[Photo labels with boxes]
═══
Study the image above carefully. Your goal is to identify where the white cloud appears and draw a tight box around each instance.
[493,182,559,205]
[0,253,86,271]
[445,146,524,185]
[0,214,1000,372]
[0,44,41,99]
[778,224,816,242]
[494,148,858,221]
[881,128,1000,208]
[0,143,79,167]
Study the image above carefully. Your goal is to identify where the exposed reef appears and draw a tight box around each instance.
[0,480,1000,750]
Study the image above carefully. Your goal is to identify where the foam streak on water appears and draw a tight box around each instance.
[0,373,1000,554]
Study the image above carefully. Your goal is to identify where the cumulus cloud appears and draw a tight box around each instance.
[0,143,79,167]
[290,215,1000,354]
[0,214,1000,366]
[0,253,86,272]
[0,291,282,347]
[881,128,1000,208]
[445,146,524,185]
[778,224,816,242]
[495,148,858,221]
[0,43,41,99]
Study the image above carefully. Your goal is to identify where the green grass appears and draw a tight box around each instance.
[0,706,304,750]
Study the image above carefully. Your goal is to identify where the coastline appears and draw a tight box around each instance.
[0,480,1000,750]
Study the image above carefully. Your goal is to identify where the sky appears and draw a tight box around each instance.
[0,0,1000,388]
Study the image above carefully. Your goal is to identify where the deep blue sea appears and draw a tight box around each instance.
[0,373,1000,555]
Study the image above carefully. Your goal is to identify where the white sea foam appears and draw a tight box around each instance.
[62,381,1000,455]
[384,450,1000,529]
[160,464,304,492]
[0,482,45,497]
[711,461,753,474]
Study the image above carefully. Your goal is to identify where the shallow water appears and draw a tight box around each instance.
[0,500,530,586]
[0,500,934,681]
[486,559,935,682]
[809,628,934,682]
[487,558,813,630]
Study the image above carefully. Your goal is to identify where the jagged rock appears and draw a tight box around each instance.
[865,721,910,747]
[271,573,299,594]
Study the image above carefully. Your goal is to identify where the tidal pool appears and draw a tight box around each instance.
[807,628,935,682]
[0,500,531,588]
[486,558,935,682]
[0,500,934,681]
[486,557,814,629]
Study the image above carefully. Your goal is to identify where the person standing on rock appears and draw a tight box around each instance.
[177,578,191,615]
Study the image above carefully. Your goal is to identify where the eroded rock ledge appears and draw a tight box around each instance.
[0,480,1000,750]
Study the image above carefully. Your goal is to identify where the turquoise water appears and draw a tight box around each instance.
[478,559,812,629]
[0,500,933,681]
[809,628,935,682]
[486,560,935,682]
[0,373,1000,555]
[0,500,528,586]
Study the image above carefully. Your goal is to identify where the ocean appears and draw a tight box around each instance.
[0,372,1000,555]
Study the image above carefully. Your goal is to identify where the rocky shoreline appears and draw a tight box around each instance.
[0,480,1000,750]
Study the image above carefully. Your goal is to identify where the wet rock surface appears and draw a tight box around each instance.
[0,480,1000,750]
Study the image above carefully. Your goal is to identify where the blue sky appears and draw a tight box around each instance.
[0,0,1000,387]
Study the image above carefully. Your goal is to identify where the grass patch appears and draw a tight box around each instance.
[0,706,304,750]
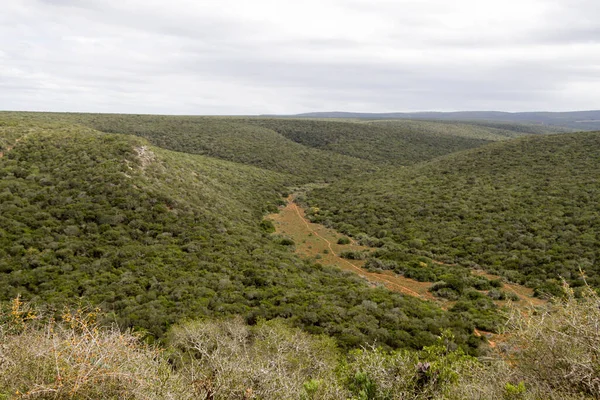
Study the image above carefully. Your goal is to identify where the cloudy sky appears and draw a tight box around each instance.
[0,0,600,114]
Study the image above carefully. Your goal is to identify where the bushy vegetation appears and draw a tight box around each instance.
[0,288,600,400]
[245,119,492,165]
[67,114,376,183]
[0,119,480,352]
[309,133,600,295]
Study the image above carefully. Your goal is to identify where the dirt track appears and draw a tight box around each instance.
[269,196,434,300]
═══
→ Instructions for the task:
Make an exact copy of all the material, but keep the pictures out of it.

→ Correct output:
Study the image above carefully. Your goal is to identify where the white cloud appears and draw a tight box around each instance.
[493,182,559,205]
[0,253,86,271]
[445,146,524,185]
[0,214,1000,372]
[0,44,41,99]
[778,224,816,242]
[494,148,858,221]
[881,128,1000,208]
[0,143,79,167]
Study the image above carefully. Your goal is to identify where the exposed reef appears and draw a tight box around each instance.
[0,480,1000,750]
Study the image above carefully. Your goal is to identify where the foam streak on water appears and draw a tight box around each instance.
[0,373,1000,554]
Study the image above carefully. Your goal is to identify where the cumulus cloud appears and draw a tight box around each instance.
[0,143,79,167]
[290,215,1000,354]
[0,214,1000,366]
[0,253,86,272]
[0,291,282,347]
[881,128,1000,208]
[445,146,524,185]
[778,224,816,242]
[495,148,858,221]
[0,43,41,99]
Study the image above carefully. Your goal is to identify where the green grass appears and draw a tight box around each instance.
[0,706,304,750]
Study the image above carefully. Your goal is to identify where the coastline appears and draw a tight box around each instance.
[0,480,1000,750]
Study the image above carefully. Your goal is to identify where the sky appears and draw a tight box around each instance.
[0,0,1000,388]
Study the image above carefully. Your goal is to identify where the deep blue sea appears and draw a tight box around each instance.
[0,373,1000,555]
Study the image above carefully. Your goal is to identify where the white sea foam appears and draw a tight box around each instance.
[62,381,1000,455]
[384,450,1000,529]
[160,464,304,492]
[0,482,45,497]
[711,461,753,474]
Study the image above carefully. Your goal is to identify where the shallow water appears and draw a tight box around each instance.
[0,500,530,586]
[0,500,934,681]
[486,559,935,682]
[809,628,934,682]
[487,558,813,630]
Study the image above carefully. Your goal is to identify where the jagged rock appears and draw a tight box around each instance.
[865,721,910,747]
[271,573,299,594]
Study the image above carefully. Your goal is to identify where the tidal pool appears and draw a tight box around each instance.
[807,628,935,682]
[0,500,531,588]
[486,558,935,682]
[0,500,934,681]
[486,557,814,629]
Study the image above carefully. Your goal is to identify where the person standing on rock appears and draw a tight box around each instance.
[177,578,191,615]
Study the image above carefully. Your goal is to identify where the eroded rock ledge appears and draw a tight box around each instance.
[0,480,1000,750]
Study the image above carefully. Your goal is to identify where the turquoise water appears and draw a tight box around each instance.
[478,559,812,629]
[0,500,933,681]
[809,628,935,682]
[486,560,935,682]
[0,373,1000,555]
[0,500,528,586]
Study the image above carefully. Your goal is to identify where the ocean appears and draw a tight box around each instance.
[0,372,1000,555]
Study the image above carefully. Your goal is to identify where the rocky shoreline appears and draw a tight box around each instance.
[0,480,1000,750]
Study the image above carefully. Your goal is to identify where the wet rock surface appears and draw a tight box around each instance.
[0,480,1000,750]
Study the image above carefully. Your goal is to identify where the blue sky appears and draw a tight box around each instance.
[0,0,1000,387]
Study the image above carefully. Your goal is to identify where the grass patch appears and draw a tight box around each instance.
[0,706,304,750]
Study the image above carefully. Your goal is to identify where the cloudy sky appears and draw a tight box around each instance.
[0,0,600,114]
Study the image above carefully. Your goal is to identify where the bushy vegetation appears and draw a tight box around each instance.
[0,288,600,400]
[245,119,492,165]
[67,114,376,183]
[0,119,480,352]
[309,133,600,295]
Study the image above carefully. Your goal is to identify where the dirt track appears and draw a tight box around each instance.
[269,196,434,300]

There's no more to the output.